Start

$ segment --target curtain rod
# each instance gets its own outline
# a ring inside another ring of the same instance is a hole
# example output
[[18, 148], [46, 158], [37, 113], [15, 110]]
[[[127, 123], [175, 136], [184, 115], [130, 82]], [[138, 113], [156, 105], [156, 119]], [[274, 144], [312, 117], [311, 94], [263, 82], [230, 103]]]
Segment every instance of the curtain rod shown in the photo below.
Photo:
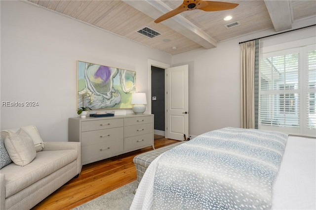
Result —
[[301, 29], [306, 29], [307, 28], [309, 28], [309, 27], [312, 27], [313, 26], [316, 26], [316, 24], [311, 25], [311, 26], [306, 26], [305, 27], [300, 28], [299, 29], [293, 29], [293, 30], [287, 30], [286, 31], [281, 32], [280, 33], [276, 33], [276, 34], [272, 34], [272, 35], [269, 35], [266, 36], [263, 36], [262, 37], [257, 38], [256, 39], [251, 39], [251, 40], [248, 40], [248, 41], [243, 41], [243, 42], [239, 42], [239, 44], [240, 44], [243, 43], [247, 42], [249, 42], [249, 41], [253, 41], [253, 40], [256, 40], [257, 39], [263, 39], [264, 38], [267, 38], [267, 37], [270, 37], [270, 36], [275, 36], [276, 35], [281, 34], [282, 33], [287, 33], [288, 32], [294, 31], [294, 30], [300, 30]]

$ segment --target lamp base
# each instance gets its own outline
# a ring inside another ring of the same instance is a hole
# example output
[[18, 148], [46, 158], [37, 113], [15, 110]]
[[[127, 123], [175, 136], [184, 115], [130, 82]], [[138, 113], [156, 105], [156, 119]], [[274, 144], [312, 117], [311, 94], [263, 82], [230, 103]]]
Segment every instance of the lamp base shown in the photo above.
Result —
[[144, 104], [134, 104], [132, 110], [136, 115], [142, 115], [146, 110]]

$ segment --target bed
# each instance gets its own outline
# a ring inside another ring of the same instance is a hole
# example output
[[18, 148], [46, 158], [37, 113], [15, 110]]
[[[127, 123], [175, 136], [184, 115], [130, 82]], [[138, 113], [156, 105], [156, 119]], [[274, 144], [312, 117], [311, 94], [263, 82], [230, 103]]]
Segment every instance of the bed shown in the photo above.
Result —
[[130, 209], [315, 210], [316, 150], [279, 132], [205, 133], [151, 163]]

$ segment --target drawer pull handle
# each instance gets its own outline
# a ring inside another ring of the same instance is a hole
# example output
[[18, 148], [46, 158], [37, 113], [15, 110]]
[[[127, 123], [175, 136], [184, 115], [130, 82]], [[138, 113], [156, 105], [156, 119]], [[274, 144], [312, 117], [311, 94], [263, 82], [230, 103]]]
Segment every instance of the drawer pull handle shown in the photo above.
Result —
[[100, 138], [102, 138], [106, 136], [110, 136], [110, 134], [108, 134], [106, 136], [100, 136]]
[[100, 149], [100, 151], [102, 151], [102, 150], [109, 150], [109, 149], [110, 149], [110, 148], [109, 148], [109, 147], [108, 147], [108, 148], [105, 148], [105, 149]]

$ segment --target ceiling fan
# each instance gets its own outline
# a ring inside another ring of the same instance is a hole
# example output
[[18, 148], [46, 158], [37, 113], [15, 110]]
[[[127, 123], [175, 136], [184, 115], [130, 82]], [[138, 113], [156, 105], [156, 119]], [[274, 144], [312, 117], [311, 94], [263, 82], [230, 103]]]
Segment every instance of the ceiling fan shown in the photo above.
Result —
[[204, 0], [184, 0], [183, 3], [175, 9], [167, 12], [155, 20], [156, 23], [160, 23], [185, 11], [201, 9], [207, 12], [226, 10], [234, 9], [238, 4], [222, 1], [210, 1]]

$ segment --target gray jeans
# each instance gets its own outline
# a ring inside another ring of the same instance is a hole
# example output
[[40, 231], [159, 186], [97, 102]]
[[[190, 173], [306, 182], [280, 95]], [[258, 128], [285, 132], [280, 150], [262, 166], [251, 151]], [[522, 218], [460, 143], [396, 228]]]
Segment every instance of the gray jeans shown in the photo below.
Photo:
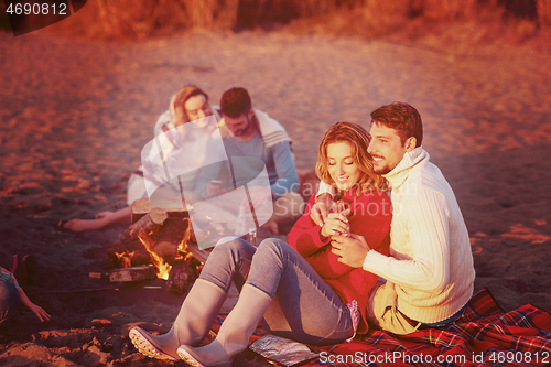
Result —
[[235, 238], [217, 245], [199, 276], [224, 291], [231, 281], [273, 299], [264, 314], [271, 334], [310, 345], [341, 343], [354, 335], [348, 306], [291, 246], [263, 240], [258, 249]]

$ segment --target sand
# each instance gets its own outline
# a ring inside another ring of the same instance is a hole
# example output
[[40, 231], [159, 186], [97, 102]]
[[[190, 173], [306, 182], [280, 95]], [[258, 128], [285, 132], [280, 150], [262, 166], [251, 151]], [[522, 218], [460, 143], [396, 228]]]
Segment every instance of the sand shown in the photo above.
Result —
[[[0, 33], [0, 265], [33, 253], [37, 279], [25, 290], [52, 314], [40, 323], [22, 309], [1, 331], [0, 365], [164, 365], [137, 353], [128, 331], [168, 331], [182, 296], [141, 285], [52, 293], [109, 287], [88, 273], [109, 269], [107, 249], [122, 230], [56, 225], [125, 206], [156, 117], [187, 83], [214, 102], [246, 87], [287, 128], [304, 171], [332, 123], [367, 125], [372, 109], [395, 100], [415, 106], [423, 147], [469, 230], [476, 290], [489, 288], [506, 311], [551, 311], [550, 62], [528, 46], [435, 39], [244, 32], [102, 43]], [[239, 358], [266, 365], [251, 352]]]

End

Reproduce all of the records above word for word, leaving out the pictures.

COMPLETED EXERCISE:
$ segment --target curtain rod
# each instance gets its own outline
# a ring inside another ring of the same instance is a hole
# example output
[[18, 148], [46, 158], [37, 113], [15, 110]]
[[[127, 123], [175, 136], [184, 115], [130, 82]], [[138, 113], [156, 105], [156, 119]], [[274, 144], [312, 117], [311, 94], [263, 82], [230, 103]]]
Segment every instance of the curtain rod shown in the photo below.
Photo:
Result —
[[301, 29], [306, 29], [307, 28], [309, 28], [309, 27], [312, 27], [313, 26], [316, 26], [316, 24], [311, 25], [311, 26], [306, 26], [305, 27], [300, 28], [299, 29], [293, 29], [293, 30], [287, 30], [286, 31], [281, 32], [280, 33], [276, 33], [276, 34], [272, 34], [272, 35], [269, 35], [266, 36], [263, 36], [262, 37], [257, 38], [256, 39], [251, 39], [251, 40], [248, 40], [248, 41], [243, 41], [243, 42], [239, 42], [239, 44], [240, 44], [243, 43], [247, 42], [249, 42], [249, 41], [253, 41], [253, 40], [256, 40], [257, 39], [263, 39], [264, 38], [267, 38], [267, 37], [270, 37], [270, 36], [275, 36], [276, 35], [281, 34], [282, 33], [287, 33], [288, 32], [294, 31], [294, 30], [300, 30]]

$ segment --target lamp base
# each instance gets its own outline
# a ring inside another ring of the same instance is a hole
# example output
[[18, 148], [46, 158], [37, 113], [15, 110]]
[[[127, 123], [175, 136], [184, 115], [130, 82]], [[138, 113], [156, 105], [156, 119]], [[274, 144], [312, 117], [311, 94], [263, 82], [230, 103]]]
Segment every instance of the lamp base shown in the photo above.
Result —
[[144, 104], [134, 104], [132, 110], [136, 115], [142, 115], [146, 110]]

$ segment --target bed
# each instance gets its own outline
# a ring inside another ring of the same instance is a hole
# example output
[[18, 148], [46, 158], [37, 113], [15, 110]]
[[[127, 123], [175, 136], [184, 115], [130, 82]], [[138, 113], [156, 105], [156, 119]], [[274, 144], [312, 117], [311, 94], [263, 82], [230, 103]]]
Segment every instance of the bed shown in the photo above.
Result —
[[130, 209], [315, 210], [316, 150], [279, 132], [205, 133], [151, 163]]

$ segment --target drawer pull handle
# each instance gets its own outline
# a ring inside another ring of the same instance is a hole
# example output
[[18, 148], [46, 158], [37, 113], [15, 110]]
[[[127, 123], [175, 136], [184, 115], [130, 82]], [[138, 113], [156, 105], [156, 119]], [[274, 144], [312, 117], [311, 94], [263, 82], [230, 103]]]
Segment every instance of the drawer pull handle shown in the photo above.
Result —
[[100, 138], [102, 138], [106, 136], [110, 136], [110, 134], [108, 134], [106, 136], [100, 136]]
[[100, 149], [100, 151], [102, 151], [102, 150], [109, 150], [109, 149], [110, 149], [110, 148], [109, 148], [109, 147], [108, 147], [108, 148], [105, 148], [105, 149]]

$ segment --target ceiling fan
# each instance gets its own outline
# a ring inside another ring of the same instance is a hole
# example output
[[18, 148], [46, 158], [37, 113], [15, 110]]
[[[127, 123], [175, 136], [184, 115], [130, 82]], [[138, 113], [156, 105], [156, 119]], [[274, 144], [312, 117], [311, 94], [263, 82], [230, 103]]]
Segment every instance of the ceiling fan shown in the photo above.
Result —
[[204, 0], [184, 0], [183, 3], [175, 9], [167, 12], [155, 20], [156, 23], [160, 23], [185, 11], [201, 9], [207, 12], [226, 10], [234, 9], [238, 4], [222, 1], [210, 1]]

$ segment --target gray jeans
# each instance gets its own outline
# a ring inside another ring of the same instance is a hole
# example output
[[40, 231], [159, 186], [97, 102]]
[[[190, 173], [306, 182], [280, 95]], [[258, 128], [285, 132], [280, 150], [262, 166], [251, 151]], [[522, 218], [460, 143], [396, 228]]]
Segment every instance of the gray jeans shown in the photo below.
Photo:
Result —
[[235, 238], [217, 245], [199, 276], [224, 291], [231, 281], [273, 299], [264, 314], [271, 334], [310, 345], [341, 343], [354, 335], [348, 306], [291, 246], [263, 240], [258, 249]]

$ segment --target sand
# each instance gets its own outline
# a ring inside another ring of the same instance is a hole
# example output
[[40, 231], [159, 186], [97, 102]]
[[[190, 173], [306, 182], [280, 95]], [[258, 128], [285, 132], [280, 150], [262, 166], [251, 151]], [[522, 218], [460, 143], [396, 228]]]
Segment every instance of the sand shown in the photo above.
Result —
[[[0, 33], [0, 265], [33, 253], [37, 279], [25, 290], [52, 314], [40, 323], [22, 309], [1, 331], [0, 365], [164, 365], [137, 353], [128, 331], [168, 331], [182, 296], [141, 285], [52, 293], [109, 287], [88, 273], [109, 269], [107, 249], [122, 230], [56, 225], [125, 206], [156, 117], [187, 83], [214, 102], [246, 87], [287, 128], [304, 171], [332, 123], [367, 125], [372, 109], [395, 100], [415, 106], [423, 147], [469, 230], [476, 290], [489, 288], [506, 311], [551, 311], [550, 62], [528, 46], [435, 39], [244, 32], [102, 43]], [[239, 358], [266, 365], [251, 352]]]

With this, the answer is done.